[Entries for locating named things]
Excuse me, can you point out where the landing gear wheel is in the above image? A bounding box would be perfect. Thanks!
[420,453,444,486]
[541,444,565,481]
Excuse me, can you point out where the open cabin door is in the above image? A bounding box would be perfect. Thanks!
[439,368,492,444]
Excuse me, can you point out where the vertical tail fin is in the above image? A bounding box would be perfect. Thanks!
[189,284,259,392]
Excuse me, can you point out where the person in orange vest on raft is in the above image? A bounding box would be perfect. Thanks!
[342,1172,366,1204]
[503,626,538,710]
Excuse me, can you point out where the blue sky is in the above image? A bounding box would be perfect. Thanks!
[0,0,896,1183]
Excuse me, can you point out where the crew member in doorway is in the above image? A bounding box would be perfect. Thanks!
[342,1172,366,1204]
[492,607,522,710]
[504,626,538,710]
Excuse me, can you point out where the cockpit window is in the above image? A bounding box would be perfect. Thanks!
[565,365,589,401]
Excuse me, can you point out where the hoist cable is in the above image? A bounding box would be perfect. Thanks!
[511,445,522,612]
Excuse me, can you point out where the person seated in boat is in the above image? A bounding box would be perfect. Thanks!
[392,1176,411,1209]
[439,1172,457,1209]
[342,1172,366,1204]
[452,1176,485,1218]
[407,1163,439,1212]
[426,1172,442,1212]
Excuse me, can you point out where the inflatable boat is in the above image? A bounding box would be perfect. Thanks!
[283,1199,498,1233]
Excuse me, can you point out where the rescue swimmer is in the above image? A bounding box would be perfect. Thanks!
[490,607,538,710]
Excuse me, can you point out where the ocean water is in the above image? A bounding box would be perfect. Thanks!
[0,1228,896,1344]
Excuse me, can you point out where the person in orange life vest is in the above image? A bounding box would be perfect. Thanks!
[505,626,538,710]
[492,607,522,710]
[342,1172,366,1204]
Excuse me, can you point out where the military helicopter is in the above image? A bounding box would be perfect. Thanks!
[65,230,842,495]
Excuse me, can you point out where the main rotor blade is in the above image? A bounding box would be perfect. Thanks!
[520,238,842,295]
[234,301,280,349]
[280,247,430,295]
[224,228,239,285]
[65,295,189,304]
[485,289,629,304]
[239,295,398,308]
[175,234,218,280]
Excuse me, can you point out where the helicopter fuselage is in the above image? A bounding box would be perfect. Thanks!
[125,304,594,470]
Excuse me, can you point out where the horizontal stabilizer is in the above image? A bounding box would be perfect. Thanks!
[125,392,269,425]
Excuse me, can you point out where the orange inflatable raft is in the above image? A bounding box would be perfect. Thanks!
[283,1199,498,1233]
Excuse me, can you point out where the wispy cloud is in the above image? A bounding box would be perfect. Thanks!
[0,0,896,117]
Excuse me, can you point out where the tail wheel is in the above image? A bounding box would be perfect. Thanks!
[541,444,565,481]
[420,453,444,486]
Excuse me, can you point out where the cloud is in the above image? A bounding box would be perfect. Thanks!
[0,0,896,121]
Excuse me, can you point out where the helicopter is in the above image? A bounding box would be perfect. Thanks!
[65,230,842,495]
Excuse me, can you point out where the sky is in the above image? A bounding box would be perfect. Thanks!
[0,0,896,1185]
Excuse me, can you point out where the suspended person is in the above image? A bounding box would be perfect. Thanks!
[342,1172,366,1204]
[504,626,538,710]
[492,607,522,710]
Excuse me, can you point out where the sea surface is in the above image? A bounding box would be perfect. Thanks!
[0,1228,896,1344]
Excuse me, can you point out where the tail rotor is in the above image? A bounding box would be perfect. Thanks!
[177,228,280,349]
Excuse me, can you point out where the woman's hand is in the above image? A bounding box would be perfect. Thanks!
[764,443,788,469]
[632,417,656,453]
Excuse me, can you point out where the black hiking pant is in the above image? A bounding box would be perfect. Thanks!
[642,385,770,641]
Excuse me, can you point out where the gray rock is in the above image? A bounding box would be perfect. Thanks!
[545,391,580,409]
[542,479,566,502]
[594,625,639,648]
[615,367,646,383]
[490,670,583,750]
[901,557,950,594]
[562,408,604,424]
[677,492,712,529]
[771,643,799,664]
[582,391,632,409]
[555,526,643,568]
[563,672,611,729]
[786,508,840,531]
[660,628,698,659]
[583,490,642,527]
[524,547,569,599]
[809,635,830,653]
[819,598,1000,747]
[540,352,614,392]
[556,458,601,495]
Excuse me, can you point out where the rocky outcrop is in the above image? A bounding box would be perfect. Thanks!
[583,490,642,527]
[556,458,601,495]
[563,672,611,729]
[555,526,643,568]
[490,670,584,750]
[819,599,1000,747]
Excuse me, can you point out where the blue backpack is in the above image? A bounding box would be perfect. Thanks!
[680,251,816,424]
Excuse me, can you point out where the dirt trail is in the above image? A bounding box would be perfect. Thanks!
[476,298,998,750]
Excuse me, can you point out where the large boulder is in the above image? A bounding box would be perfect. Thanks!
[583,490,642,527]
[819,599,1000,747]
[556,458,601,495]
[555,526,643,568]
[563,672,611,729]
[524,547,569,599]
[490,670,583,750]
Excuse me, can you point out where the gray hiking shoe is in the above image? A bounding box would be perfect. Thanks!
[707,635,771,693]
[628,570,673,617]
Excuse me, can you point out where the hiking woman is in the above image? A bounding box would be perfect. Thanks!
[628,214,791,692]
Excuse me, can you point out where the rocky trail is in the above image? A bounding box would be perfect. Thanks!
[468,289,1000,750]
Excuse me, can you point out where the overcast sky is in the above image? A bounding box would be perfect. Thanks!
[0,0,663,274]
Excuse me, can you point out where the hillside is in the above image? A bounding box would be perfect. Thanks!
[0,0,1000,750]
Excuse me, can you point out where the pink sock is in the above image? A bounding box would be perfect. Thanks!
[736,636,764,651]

→ **Exercise goal**:
Reproduce the entire listing above word for word.

→ **Task output**:
Excuse me, can you point out where the landing gear wheel is in the above image? A bounding box would be perfect. Thanks!
[420,453,444,486]
[541,444,565,481]
Excuse me, can you point out where the open cabin door is in the above image? A bounding box would be perfect. Thanks!
[439,368,492,444]
Excuse me, can you point out where the vertical tail fin is in the above image? A bounding box would be perfect. Thanks!
[189,284,259,392]
Excuse me, can you point out where the person in orange vest on raft is in the above image? A bounding box would be perfect. Thanks!
[342,1172,366,1204]
[503,626,538,710]
Excuse me, can you point out where the blue sky is in the above image? A bounding box would be perfect. Thanks!
[0,0,896,1183]
Excuse me, can you point out where the crew member in doorway is in the above image? A bounding box would be perfect. Thanks!
[342,1172,366,1204]
[492,607,522,710]
[504,626,538,710]
Excuse me, can you point out where the cockpit window is in the above image? A bounding box would be perfect. Thanks!
[565,365,589,401]
Excuse me, can you point out where the hoist cable is in the above image? A bounding box would be perfect. Thanks!
[511,445,522,612]
Excuse me, can you point out where the person seated in boat is in the above image? A bounding box would be perfect. Thanks!
[392,1176,411,1209]
[439,1172,457,1209]
[342,1172,366,1204]
[452,1176,485,1218]
[407,1163,439,1212]
[426,1172,442,1212]
Excuse me, can you point out where the inflatable boat is in the above image? A bounding box would be perfect. Thanks!
[283,1199,498,1233]
Excuse me, can you point out where the rescue swimmer is in the above image? A bounding box would be perfect. Thanks!
[490,607,538,710]
Excuse me, can you point out where the ocean water is in the above image? A bounding box would be perfect. Thanks!
[0,1228,896,1344]
Excuse me, can you point out where the person in orange life vest is in the above image? A bounding box would be perfect. Thanks!
[505,626,538,710]
[492,607,522,710]
[342,1172,366,1204]
Excuse me, can you point out where the military helicopter is in the above image? A bounding box would be perfect. Thanks!
[65,230,842,495]
Excuse me, can you point out where the main rotor blade is in the above image? A bounding box would be perfect. Thanks!
[520,238,842,295]
[234,301,280,349]
[280,247,430,295]
[224,228,239,285]
[65,295,189,304]
[485,289,629,304]
[239,295,398,308]
[175,234,218,280]
Excuse me, can you point out where the helicopter fuselage is in the above image? A bounding box would be perfect. Thanks!
[125,304,594,470]
Excuse me, can you point out where the horizontal stabilizer is in the above image? A bounding box would be perfect. Thanks!
[125,392,269,425]
Excuse me, can you point out where the orange inflatable raft is in the above image? A bounding box would be perfect. Thanks!
[283,1199,498,1233]
Excuse me, can you point out where the wispy cloud is in the above image? A bounding box would be perfect. Thanks!
[0,0,896,117]
Excuse me, can you point out where the tail wheel is in the above image? A bounding box would be perfect. Thanks!
[541,444,565,481]
[420,453,444,486]
Excuse me, can you point out where the cloud is in the above image? A bounding box would be perfect. Thanks!
[0,0,896,121]
Excuse me, can you point out where the helicopter is in the above image? A bounding box would be perfect. Thanks!
[65,230,842,495]
Excuse me, can you point out where the sky is in the above image? A bounding box would be perfect. Thanks!
[0,0,896,1185]
Excuse me, can you point out where the suspended person is in the above image? A bounding box would be perfect. Thanks!
[342,1172,366,1204]
[504,626,538,710]
[492,607,522,710]
Excuse me, can you point out where the sea surface is in the above image? A bounding box would be perfect. Thanks!
[0,1228,896,1344]
Excuse me, can you point out where the tail rotor is in the above image? A bounding box would be perfect. Thanks!
[177,228,280,349]
Excuse me, can you point out where the woman's hand is in the above image? A bounding box would be perfect. Thanks!
[764,443,788,469]
[632,417,656,453]
Excuse me, can you point out where the black hiking pant is in the above image? A bounding box would be perfect. Thanks!
[642,385,770,641]
Excuse me, can you point out where the gray rock is in the above image? A bounding box would be perfect. Thanks!
[545,391,580,409]
[542,479,566,502]
[594,625,639,648]
[615,367,646,383]
[490,670,583,750]
[901,557,950,594]
[562,408,604,424]
[677,492,712,529]
[771,643,799,664]
[582,391,632,409]
[555,526,643,568]
[563,672,611,729]
[786,508,840,531]
[660,628,698,659]
[583,490,642,527]
[524,547,569,599]
[809,635,830,653]
[819,598,1000,747]
[540,352,614,392]
[556,458,601,495]
Excuse me, can you point out where the rocky outcrop is in the above image? A bounding box would be perfect. Thanks!
[583,490,642,527]
[556,458,601,495]
[563,672,611,729]
[555,526,643,568]
[490,670,584,750]
[819,599,1000,747]
Excuse me, can you point out where the blue backpack is in the above image? A bounding box would be perfect. Thanks!
[680,251,816,424]
Excuse me, can you point out where the dirt trail is in the above image? A bounding box would be perfect. Thanks!
[476,298,998,750]
Excuse me, can you point out where the large boulder is in the above image? A bounding box would be perfect. Thanks!
[583,490,642,527]
[819,599,1000,747]
[556,458,601,495]
[555,526,643,568]
[563,672,611,729]
[524,547,569,599]
[490,670,583,750]
Excuse me, can you point out where the gray hiking shoe is in the above image? A bounding box would be perfect. Thanks!
[707,635,771,693]
[628,570,673,617]
Excuse me, can you point out where the hiking woman is in the above image? A bounding box would be perfect. Thanks!
[628,214,791,692]
Excuse me, can you point out where the rocky trail is in the above image? A bounding box would be perfect. Thanks!
[468,289,1000,750]
Excuse me, can you point out where the overcast sky is in the above image? A bounding box would be perfect. Thanks!
[0,0,663,274]
Excuse me, can you point out where the hillside is in the above image? A bounding box would be perfect. Thanks!
[0,0,1000,750]
Excuse me, can you point out where the pink sock is in the above image? A bounding box would be perfect. Thanks!
[736,636,764,651]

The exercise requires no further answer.